● Given instruction
Reproduce the listing below with every occurrence of "Keypoints" renamed to "Markers" and no other changes.
─── Data entries ───
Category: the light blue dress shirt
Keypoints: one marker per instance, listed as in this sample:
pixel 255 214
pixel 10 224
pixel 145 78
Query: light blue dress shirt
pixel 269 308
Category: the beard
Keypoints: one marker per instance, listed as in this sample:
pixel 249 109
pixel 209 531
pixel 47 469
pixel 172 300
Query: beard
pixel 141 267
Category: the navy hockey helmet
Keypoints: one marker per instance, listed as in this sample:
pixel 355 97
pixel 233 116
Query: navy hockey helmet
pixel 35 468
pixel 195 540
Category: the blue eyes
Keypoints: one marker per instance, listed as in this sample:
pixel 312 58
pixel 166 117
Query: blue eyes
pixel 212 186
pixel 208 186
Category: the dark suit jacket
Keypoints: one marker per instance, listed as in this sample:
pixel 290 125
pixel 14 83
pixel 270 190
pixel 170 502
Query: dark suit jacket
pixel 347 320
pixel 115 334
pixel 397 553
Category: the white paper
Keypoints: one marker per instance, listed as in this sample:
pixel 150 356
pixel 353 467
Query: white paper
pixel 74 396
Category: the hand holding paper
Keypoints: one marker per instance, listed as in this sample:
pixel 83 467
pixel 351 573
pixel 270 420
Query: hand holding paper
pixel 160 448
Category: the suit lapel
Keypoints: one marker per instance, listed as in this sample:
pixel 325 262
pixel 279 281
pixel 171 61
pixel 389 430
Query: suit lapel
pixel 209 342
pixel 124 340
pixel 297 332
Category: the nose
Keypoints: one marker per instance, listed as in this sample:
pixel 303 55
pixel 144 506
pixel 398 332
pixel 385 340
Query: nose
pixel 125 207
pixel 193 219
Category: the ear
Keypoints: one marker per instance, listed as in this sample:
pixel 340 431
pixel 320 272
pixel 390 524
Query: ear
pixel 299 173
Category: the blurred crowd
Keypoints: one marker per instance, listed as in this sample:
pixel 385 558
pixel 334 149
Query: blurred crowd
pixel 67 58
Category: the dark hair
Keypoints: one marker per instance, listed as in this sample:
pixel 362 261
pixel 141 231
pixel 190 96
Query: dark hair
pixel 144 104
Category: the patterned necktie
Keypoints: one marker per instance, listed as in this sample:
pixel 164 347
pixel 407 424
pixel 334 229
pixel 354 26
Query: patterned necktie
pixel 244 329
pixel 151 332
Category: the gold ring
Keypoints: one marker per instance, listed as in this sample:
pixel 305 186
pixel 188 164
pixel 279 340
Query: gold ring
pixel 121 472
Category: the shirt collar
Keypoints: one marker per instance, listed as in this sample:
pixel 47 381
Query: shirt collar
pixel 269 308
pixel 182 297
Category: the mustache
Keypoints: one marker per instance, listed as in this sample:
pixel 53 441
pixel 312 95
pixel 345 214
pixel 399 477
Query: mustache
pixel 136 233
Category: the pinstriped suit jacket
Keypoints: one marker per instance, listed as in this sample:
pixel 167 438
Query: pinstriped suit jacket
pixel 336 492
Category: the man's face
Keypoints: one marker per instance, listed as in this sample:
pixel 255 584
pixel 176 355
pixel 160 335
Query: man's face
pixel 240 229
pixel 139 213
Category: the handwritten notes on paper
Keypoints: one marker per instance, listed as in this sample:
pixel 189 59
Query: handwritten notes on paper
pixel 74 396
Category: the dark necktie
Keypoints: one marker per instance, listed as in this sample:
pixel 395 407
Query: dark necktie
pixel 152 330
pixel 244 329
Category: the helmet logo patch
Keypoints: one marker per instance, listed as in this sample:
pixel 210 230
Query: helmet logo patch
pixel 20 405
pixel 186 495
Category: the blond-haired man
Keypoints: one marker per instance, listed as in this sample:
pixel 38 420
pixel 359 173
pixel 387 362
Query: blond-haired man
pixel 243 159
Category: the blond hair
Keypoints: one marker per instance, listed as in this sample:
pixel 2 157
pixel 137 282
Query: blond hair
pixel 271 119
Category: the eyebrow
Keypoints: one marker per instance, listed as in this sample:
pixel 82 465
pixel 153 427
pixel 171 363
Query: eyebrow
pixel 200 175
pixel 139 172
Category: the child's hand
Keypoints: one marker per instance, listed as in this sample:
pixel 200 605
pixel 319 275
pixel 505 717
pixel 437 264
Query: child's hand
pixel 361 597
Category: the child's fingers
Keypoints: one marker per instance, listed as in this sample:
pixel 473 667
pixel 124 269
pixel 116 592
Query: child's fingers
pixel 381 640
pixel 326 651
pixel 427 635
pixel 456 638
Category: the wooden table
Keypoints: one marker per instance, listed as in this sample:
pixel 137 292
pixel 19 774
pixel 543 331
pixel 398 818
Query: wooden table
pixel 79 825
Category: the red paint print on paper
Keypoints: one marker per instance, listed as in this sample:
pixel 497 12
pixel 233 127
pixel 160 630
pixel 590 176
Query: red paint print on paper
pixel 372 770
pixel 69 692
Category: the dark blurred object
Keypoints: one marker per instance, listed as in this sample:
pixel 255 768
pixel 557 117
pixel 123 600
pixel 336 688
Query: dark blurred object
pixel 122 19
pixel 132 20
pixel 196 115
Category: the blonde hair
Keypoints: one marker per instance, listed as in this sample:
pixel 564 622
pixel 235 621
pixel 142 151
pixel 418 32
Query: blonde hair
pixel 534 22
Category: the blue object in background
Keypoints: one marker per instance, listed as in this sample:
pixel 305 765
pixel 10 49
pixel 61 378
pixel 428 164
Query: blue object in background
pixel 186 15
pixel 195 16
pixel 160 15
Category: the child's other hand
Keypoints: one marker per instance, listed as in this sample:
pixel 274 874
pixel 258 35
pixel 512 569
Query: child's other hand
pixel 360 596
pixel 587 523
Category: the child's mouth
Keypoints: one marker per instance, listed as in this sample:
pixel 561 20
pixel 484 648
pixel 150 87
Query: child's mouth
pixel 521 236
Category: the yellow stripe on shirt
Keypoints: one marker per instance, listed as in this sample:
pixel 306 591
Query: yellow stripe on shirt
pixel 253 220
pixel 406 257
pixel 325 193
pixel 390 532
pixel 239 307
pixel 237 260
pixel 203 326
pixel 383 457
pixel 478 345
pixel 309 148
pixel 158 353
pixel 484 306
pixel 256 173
───
● Result below
Category: the light blue dress shirt
Markers: one marker per instance, listed as in this sample:
pixel 255 214
pixel 10 224
pixel 145 78
Query: light blue dress shirt
pixel 269 308
Category: the beard
Markers: one marker per instance, listed as in this sample:
pixel 249 109
pixel 209 531
pixel 47 469
pixel 172 300
Query: beard
pixel 141 267
Category: the navy hockey helmet
Markers: one marker per instance, listed as in this sample:
pixel 355 97
pixel 233 116
Query: navy hockey helmet
pixel 35 468
pixel 195 540
Category: the blue eyes
Markers: one marker per instance, listed as in this sample:
pixel 312 58
pixel 166 117
Query: blue eyes
pixel 212 186
pixel 208 186
Category: the dark suit jacket
Markers: one marker per instance, listed as in this sample:
pixel 290 125
pixel 14 83
pixel 270 190
pixel 170 502
Query: dark suit jacket
pixel 347 320
pixel 115 334
pixel 397 553
Category: the white paper
Markers: one marker per instance, listed as in this sample:
pixel 150 356
pixel 353 467
Query: white paper
pixel 74 396
Category: the hand holding paper
Markers: one marker per instance, listed as in this sample:
pixel 83 467
pixel 351 573
pixel 270 420
Query: hand holding paper
pixel 160 448
Category: the suit lapel
Markers: one marker per instance, listed as in this sample:
pixel 325 262
pixel 279 281
pixel 171 61
pixel 389 430
Query: suit lapel
pixel 209 342
pixel 124 340
pixel 297 332
Category: the nose
Markers: one marker per instance, listed as in this sample:
pixel 303 55
pixel 144 506
pixel 398 332
pixel 385 340
Query: nose
pixel 125 207
pixel 193 219
Category: the ear
Markers: one marker per instance, listed as in this sample:
pixel 340 431
pixel 320 272
pixel 390 524
Query: ear
pixel 299 173
Category: the blurred crowd
Markers: one marker per instance, listed as in this sample:
pixel 385 558
pixel 334 149
Query: blurred crowd
pixel 67 58
Category: the dark hair
Markers: one marker per instance, listed as in this sample:
pixel 362 261
pixel 141 231
pixel 190 96
Query: dark hair
pixel 144 104
Category: the patterned necktie
Markers: one marker per instance, listed as in this sample:
pixel 164 347
pixel 407 424
pixel 334 229
pixel 354 26
Query: patterned necktie
pixel 244 329
pixel 151 332
Category: the gold ring
Markers: one marker per instance, listed as in this sample:
pixel 305 186
pixel 188 164
pixel 279 340
Query: gold ring
pixel 121 472
Category: the shirt collar
Markers: one marker per instance, listed as in this sample:
pixel 47 381
Query: shirt collar
pixel 269 308
pixel 182 297
Category: the mustache
Markers: one marker per instance, listed as in this sample:
pixel 53 441
pixel 312 95
pixel 345 214
pixel 399 477
Query: mustache
pixel 136 233
Category: the pinstriped suit jacket
Markers: one marker per instance, listed as in this sample:
pixel 167 438
Query: pinstriped suit jacket
pixel 336 492
Category: the man's face
Markers: one marker per instance, listed as in this sample:
pixel 255 584
pixel 176 355
pixel 160 335
Query: man's face
pixel 240 229
pixel 139 213
Category: the handwritten notes on paper
Markers: one marker per instance, listed as in this sample:
pixel 189 59
Query: handwritten notes on paper
pixel 74 396
Category: the dark necktie
Markers: one marker per instance, listed as in this sample:
pixel 395 407
Query: dark necktie
pixel 152 330
pixel 244 329
Category: the helmet logo patch
Markers: one marker per instance, listed as in this sample:
pixel 210 230
Query: helmet logo patch
pixel 20 405
pixel 186 495
Category: the blond-haired man
Markers: one marker per instance, listed as in this sample:
pixel 38 420
pixel 359 173
pixel 387 362
Query: blond-haired man
pixel 243 159
Category: the blond hair
Markers: one marker per instance, listed as in this sample:
pixel 2 157
pixel 137 282
Query: blond hair
pixel 271 119
Category: the eyebrow
Markers: one marker per instance, listed as in this sample:
pixel 82 465
pixel 153 427
pixel 171 363
Query: eyebrow
pixel 200 175
pixel 139 172
Category: the child's hand
Markers: one marker per instance, listed as in this sample:
pixel 200 605
pixel 319 275
pixel 505 717
pixel 437 264
Query: child's hand
pixel 361 597
Category: the child's fingers
Markers: one marker per instance, listed as in this sample:
pixel 473 667
pixel 124 269
pixel 116 592
Query: child's fingers
pixel 381 640
pixel 326 651
pixel 427 635
pixel 456 638
Category: the wooden table
Markers: one marker per instance, listed as in this sample:
pixel 137 292
pixel 19 774
pixel 543 331
pixel 398 818
Query: wooden table
pixel 79 825
Category: the red paint print on paper
Markers: one marker per instance, listed as in this sample:
pixel 497 12
pixel 233 127
pixel 160 630
pixel 590 176
Query: red paint print on paper
pixel 372 770
pixel 69 692
Category: the dark blurred object
Markers: one marker per instance, listed as in this sample:
pixel 255 768
pixel 557 117
pixel 123 600
pixel 336 688
Query: dark blurred object
pixel 122 19
pixel 132 20
pixel 196 115
Category: the blonde hair
Markers: one marker per instance, listed as in this sample:
pixel 564 622
pixel 235 621
pixel 142 151
pixel 418 32
Query: blonde hair
pixel 534 22
Category: the blue object in background
Markers: one marker per instance, listed as in this sample:
pixel 305 765
pixel 10 49
pixel 61 378
pixel 428 164
Query: blue object in background
pixel 186 15
pixel 195 16
pixel 160 15
Category: the child's other hand
Markers: one marker per instance, listed as in this sample:
pixel 274 874
pixel 258 35
pixel 512 569
Query: child's other hand
pixel 360 596
pixel 587 523
Category: the child's mouth
Markers: one marker per instance, listed as in this sample:
pixel 561 20
pixel 484 648
pixel 150 87
Query: child's mouth
pixel 521 236
Category: the yellow stripe on shirt
Markers: one marker per instance, listed as in this sample:
pixel 306 591
Query: yellow stripe on shirt
pixel 253 220
pixel 406 257
pixel 325 193
pixel 390 532
pixel 239 307
pixel 237 260
pixel 203 326
pixel 383 457
pixel 478 345
pixel 309 148
pixel 158 353
pixel 484 306
pixel 256 173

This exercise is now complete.